* [Metin Bloğu]
Feridun Eyüpoğlu
Feridun Eyüpoğlu

Cari açığın verdiği mesajlar

Yıllar yılı başa bela olan cari açık artık başını eğmiş durumda.

Türkiye’nin kazandığı ile harcadığı döviz arasındaki fark azalıyor.

Bu önemli bir gelişme şüphesiz ki.

Çünkü döviz ihtiyacının azalması nispi bir avantaj niteliğinde!

Özellikle de dış borçlanma maliyetlerinin ve tasarruf amaçlı döviz talebinin yükseldiği bugünlerde yüksek cari açık kaldıracak durumda değiliz.

Dolayısıyla azalan cari açık trendini teyit eden mart verilerinin pozitif bir anlamı olduğu söylenebilir.

Ancak düşük seyreden cari açığın nedenleri ekonomi adına negatif bir manzaranın da işareti konumunda!

Nasıl mı?

Mart ayında cari denge 589 milyon dolar açık verdi.

Beklentilerse bir milyar dolar civarı bir açık oluşması yönündeydi.

Neticede yıllık bazda 12,8 milyar dolara gerileyen bir cari açığımız mevcut.

Aslında bir cari fazlamız bile var diyebiliriz!

Çünkü altın ve enerjiyi hariç tuttuğumuzda karşımıza 12 aylık dönemde 32 milyar dolarlık fazla çıkıyor.

Ve çekirdek gösterge niteliğindeki altın ve enerji harici cari denge rakamı ekonominin gidişatına dair net bir fikir vermekte.

Yani ekonomi yavaşlıyor.

* [Verilen Bilgiler]
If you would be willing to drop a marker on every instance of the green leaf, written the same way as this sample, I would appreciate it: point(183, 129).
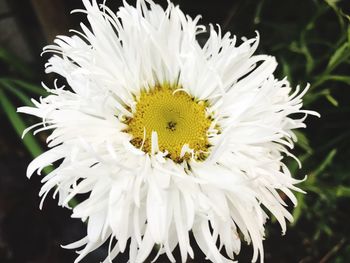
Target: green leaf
point(32, 88)
point(343, 191)
point(303, 141)
point(24, 98)
point(332, 100)
point(325, 163)
point(339, 56)
point(18, 124)
point(297, 212)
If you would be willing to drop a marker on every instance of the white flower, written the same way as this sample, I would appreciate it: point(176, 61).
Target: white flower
point(165, 135)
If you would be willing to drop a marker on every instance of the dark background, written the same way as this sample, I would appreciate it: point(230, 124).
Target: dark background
point(321, 232)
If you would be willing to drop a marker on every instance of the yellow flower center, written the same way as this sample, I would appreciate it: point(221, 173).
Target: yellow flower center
point(178, 120)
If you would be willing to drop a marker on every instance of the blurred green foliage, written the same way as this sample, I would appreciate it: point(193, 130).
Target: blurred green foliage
point(311, 41)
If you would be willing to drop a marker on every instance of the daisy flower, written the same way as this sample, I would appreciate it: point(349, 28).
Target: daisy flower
point(165, 136)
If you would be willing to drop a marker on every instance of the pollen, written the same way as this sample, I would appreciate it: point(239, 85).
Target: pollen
point(178, 119)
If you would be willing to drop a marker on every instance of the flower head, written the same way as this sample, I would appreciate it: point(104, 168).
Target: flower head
point(167, 136)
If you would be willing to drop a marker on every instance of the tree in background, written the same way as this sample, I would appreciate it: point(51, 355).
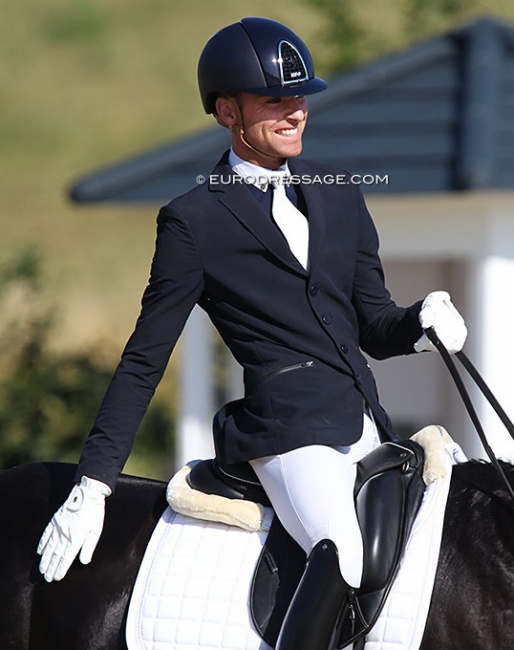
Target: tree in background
point(48, 399)
point(353, 32)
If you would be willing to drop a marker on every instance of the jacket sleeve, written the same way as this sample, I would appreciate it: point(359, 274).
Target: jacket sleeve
point(175, 285)
point(386, 330)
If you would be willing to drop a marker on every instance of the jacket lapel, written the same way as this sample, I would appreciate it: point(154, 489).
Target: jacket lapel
point(238, 200)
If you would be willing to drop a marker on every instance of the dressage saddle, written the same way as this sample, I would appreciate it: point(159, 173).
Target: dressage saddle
point(388, 492)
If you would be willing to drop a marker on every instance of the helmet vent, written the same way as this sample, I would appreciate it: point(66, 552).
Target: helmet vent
point(292, 66)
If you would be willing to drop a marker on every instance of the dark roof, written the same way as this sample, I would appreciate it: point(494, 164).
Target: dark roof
point(437, 117)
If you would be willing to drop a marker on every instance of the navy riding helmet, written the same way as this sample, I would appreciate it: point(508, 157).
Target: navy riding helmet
point(256, 55)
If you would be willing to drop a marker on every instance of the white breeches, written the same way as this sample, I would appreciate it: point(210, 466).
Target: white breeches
point(311, 490)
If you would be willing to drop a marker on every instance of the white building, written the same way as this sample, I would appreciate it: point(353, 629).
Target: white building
point(435, 125)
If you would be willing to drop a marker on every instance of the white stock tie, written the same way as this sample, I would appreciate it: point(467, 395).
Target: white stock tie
point(291, 222)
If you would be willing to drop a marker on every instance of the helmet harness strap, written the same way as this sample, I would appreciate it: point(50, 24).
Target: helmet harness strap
point(238, 128)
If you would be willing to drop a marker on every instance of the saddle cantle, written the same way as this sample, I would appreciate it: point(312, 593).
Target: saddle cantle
point(388, 491)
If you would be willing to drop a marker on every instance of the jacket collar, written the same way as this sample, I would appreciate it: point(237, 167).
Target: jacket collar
point(238, 200)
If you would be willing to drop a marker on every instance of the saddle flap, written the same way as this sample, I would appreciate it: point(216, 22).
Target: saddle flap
point(276, 577)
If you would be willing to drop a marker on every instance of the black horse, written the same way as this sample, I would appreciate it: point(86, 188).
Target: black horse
point(472, 604)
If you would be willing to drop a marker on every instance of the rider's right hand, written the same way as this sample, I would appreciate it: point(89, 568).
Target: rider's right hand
point(75, 527)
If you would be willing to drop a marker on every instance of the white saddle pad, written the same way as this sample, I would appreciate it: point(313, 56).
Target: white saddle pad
point(193, 588)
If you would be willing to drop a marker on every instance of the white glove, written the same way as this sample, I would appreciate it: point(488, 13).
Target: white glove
point(76, 526)
point(438, 311)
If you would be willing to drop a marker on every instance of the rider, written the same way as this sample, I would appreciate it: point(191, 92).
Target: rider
point(295, 308)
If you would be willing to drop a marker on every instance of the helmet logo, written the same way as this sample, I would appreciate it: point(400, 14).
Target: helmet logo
point(292, 67)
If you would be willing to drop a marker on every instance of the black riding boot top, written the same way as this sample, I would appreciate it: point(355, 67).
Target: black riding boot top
point(313, 619)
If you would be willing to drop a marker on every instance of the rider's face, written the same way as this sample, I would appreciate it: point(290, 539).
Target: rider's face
point(273, 125)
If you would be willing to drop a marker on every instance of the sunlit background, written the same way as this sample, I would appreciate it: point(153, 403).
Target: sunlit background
point(87, 83)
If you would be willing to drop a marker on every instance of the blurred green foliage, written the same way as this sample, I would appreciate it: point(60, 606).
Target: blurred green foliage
point(353, 32)
point(48, 399)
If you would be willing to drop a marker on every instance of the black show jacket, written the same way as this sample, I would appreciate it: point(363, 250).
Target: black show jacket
point(297, 334)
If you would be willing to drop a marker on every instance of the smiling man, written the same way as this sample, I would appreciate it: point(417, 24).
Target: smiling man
point(290, 275)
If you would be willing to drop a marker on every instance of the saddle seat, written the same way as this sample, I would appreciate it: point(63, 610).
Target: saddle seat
point(388, 492)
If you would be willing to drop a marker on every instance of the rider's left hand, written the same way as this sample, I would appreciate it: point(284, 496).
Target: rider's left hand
point(439, 312)
point(75, 528)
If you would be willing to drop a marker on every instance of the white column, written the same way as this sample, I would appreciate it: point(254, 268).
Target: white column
point(196, 404)
point(493, 345)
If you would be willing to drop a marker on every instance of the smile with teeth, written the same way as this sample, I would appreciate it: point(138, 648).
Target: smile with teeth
point(287, 132)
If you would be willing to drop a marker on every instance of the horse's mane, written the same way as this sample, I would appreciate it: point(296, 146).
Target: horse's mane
point(479, 505)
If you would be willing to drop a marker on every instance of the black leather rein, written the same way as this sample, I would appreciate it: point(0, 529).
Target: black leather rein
point(479, 381)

* [Yazılı Alıştırma]
Cari açık üzerine olan metni hiçbir değişiklik yapmadan baştan sona yazın.

* [Alıştırma Çözümü]
Feridun Eyüpoğlu
Feridun Eyüpoğlu

Cari açığın verdiği mesajlar

Yıllar yılı başa bela olan cari açık artık başını eğmiş durumda.

Türkiye’nin kazandığı ile harcadığı döviz arasındaki fark azalıyor.

Bu önemli bir gelişme şüphesiz ki.

Çünkü döviz ihtiyacının azalması nispi bir avantaj niteliğinde!

Özellikle de dış borçlanma maliyetlerinin ve tasarruf amaçlı döviz talebinin yükseldiği bugünlerde yüksek cari açık kaldıracak durumda değiliz.

Dolayısıyla azalan cari açık trendini teyit eden mart verilerinin pozitif bir anlamı olduğu söylenebilir.

Ancak düşük seyreden cari açığın nedenleri ekonomi adına negatif bir manzaranın da işareti konumunda!

Nasıl mı?

Mart ayında cari denge 589 milyon dolar açık verdi.

Beklentilerse bir milyar dolar civarı bir açık oluşması yönündeydi.

Neticede yıllık bazda 12,8 milyar dolara gerileyen bir cari açığımız mevcut.

Aslında bir cari fazlamız bile var diyebiliriz!

Çünkü altın ve enerjiyi hariç tuttuğumuzda karşımıza 12 aylık dönemde 32 milyar dolarlık fazla çıkıyor.

Ve çekirdek gösterge niteliğindeki altın ve enerji harici cari denge rakamı ekonominin gidişatına dair net bir fikir vermekte.

Yani ekonomi yavaşlıyor.